__EXCERPT TO READ__.
How to Order Flying Dutchman

Simply say “Flying Dutchman” at the counter. That’s it. Staff at most locations know exactly what this means. If they don’t, spell it out: “Two beef patties with two slices of cheese, no bun.”

Why It Works

In-N-Out’s menu is simple by design — burgers, fries, drinks. The Flying Dutchman works because the kitchen can prepare patties and cheese independently of buns. There’s no special sauce required, no hidden prep work. It’s essentially a deconstructed burger minus the bread.

The catch: without the bun, there’s nothing to hold the patties together in conventional burger form. You’re essentially eating two hamburger patties with cheese melted between them. It’s satisfying in a primal way, but it’s not quite a sandwich.

What is animal style at In-N-Out?

Animal Style is the most famous item on In-N-Out’s unofficial secret menu — so famous that Cozymeal notes it “isn’t much of a secret anymore.” The combination: a mustard-glazed beef patty, grilled onions cooked until they’re sweet and slightly charred, special sauce (In-N-Out’s signature spread), and pickles on a standard bun.

__INFORMATION SUPPLIED__.

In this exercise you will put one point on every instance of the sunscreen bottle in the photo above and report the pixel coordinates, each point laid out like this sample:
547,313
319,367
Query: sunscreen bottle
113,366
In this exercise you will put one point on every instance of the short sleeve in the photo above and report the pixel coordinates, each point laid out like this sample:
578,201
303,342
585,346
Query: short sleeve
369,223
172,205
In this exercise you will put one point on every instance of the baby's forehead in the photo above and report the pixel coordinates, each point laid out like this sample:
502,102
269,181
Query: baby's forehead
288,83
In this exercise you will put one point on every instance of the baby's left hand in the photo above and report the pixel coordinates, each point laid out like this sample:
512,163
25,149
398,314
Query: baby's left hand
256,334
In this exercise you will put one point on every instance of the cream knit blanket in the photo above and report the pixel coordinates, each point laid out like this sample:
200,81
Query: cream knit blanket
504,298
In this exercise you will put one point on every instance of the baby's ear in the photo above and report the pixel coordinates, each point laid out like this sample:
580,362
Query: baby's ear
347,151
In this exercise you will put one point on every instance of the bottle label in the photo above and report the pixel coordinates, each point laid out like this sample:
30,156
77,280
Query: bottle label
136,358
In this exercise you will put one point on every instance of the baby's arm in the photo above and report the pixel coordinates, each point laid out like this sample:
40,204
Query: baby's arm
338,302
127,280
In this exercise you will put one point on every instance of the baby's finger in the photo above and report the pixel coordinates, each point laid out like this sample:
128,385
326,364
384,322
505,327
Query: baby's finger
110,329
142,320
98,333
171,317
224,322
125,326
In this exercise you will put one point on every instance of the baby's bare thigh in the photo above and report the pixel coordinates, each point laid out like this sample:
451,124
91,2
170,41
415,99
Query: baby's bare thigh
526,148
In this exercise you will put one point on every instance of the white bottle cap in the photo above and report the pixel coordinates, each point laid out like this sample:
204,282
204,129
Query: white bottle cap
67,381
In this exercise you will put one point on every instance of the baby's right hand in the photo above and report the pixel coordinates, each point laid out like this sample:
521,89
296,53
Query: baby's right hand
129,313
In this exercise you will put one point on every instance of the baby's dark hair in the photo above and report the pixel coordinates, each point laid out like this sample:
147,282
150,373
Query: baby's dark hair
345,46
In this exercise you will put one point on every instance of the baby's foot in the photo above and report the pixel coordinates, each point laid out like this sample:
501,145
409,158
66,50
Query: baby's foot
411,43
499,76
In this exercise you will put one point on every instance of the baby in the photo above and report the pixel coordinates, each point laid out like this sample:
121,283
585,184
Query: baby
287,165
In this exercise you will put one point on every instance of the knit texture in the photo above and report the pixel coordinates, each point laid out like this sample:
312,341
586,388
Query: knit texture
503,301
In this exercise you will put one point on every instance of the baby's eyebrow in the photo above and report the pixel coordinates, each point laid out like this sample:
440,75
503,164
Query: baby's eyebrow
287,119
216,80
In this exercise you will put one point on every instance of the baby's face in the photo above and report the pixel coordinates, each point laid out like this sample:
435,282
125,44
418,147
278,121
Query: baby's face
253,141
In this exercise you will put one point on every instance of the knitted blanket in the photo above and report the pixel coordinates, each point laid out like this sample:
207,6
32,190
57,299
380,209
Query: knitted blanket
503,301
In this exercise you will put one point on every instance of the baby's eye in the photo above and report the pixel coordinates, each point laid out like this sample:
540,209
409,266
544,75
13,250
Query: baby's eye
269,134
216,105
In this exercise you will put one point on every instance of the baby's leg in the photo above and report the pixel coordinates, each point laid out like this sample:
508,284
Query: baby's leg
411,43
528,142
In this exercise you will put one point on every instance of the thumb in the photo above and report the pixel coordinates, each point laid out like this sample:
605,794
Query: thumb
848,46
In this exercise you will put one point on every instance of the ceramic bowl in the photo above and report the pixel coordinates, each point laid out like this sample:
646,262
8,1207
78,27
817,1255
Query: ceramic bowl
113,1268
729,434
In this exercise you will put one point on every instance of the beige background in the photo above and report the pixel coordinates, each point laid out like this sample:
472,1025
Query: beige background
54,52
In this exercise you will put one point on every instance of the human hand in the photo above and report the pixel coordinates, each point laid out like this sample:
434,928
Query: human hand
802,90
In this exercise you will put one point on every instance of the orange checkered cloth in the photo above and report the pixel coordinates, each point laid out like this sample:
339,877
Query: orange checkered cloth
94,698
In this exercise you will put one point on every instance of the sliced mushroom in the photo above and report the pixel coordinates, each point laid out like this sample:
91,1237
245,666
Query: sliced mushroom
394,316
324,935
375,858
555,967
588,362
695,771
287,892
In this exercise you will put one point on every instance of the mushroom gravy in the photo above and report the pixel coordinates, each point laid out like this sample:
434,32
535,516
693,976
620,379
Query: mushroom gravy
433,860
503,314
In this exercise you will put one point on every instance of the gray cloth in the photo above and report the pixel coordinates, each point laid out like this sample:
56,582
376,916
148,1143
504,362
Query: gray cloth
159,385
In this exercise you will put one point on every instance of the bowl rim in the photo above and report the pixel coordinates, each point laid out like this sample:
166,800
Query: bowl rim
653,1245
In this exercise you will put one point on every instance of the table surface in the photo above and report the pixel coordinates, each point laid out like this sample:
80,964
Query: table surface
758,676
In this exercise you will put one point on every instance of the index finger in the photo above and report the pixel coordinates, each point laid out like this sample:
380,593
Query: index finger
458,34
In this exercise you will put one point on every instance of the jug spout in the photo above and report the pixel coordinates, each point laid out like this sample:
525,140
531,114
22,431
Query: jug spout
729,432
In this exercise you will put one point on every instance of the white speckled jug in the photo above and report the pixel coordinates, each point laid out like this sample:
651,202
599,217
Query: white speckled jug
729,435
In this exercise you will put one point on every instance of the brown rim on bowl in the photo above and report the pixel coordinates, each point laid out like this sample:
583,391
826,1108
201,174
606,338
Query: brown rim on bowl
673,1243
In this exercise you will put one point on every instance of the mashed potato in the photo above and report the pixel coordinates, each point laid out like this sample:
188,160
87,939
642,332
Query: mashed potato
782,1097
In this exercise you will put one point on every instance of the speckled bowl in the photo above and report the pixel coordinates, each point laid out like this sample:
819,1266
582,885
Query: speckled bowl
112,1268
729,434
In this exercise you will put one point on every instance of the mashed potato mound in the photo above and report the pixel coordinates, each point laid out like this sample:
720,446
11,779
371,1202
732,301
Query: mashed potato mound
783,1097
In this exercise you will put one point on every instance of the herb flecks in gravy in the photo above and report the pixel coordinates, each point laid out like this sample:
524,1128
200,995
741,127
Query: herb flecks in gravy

__REQUIRED TASK 1__.
In the piece on ordering a Flying Dutchman, reproduce the stretch from "Why It Works" through "style at In-N-Out?", changing "primal" to "basic".
__REQUIRED TASK 2__.
Turn the paragraph of the In-N-Out ordering guide that begins "In-N-Out’s menu is simple by design" into a short bulleted list that keeps its main facts.
__REQUIRED TASK 3__.
Pick up the In-N-Out secret-menu guide after its final sentence and continue writing it.

__TASK RESULT 1__.
Why It Works

In-N-Out’s menu is simple by design — burgers, fries, drinks. The Flying Dutchman works because the kitchen can prepare patties and cheese independently of buns. There’s no special sauce required, no hidden prep work. It’s essentially a deconstructed burger minus the bread.

The catch: without the bun, there’s nothing to hold the patties together in conventional burger form. You’re essentially eating two hamburger patties with cheese melted between them. It’s satisfying in a basic way, but it’s not quite a sandwich.

What is animal style at In-N-Out?

__TASK RESULT 2__.
- In-N-Out's menu is simple by design: burgers, fries, drinks.
- The Flying Dutchman works because the kitchen can prepare patties and cheese independently of buns.
- It needs no special sauce and no hidden prep work.
- It is essentially a deconstructed burger without the bread.

__TASK RESULT 3__.
How to Order Animal Style

Say “Animal Style” when ordering any burger — Double-Double, regular burger, or even a cheeseburger. Staff will know. If you’re at a location where the term doesn’t register, describe it: “Mustard-glazed patty, extra grilled onions, special sauce, pickles.”

What Makes It Different

The defining element is the mustard cooked onto the patty during grilling. Most burgers at In-N-Out are standard charbroiled. Animal Style flips that with a thin mustard coating that caramelizes as the patty cooks, adding a tangy sharpness that cuts through the richness. The grilled onions bring sweetness, the sauce brings creaminess, the pickles bring acid. It’s a full-flavor assault.

The trade-off: Animal Style is significantly more involved than a standard burger. More ingredients, more prep work, more flavor — and for some, the mustard tang is an acquired taste.

Does In-N-Out have a secret recipe?

In-N-Out’s stance is refreshingly direct: no secrets. Their official statement reads: “We don’t have any secrets at all.” What they do have is a standard base recipe for patties, buns, and spread that’s been consistent since the chain opened in 1948. The “secret menu” isn’t hidden recipes — it’s the flexibility to modify that base.

Official Stance on Recipes

The In-N-Out Burger official site lists their Not So Secret Menu as a collection of popular customer preparations. Double-Meat, for instance, is simply “two 100% American beef patties, hand-leafed lettuce, tomato, spread” — no special sauce, no altered recipe, just more of the same.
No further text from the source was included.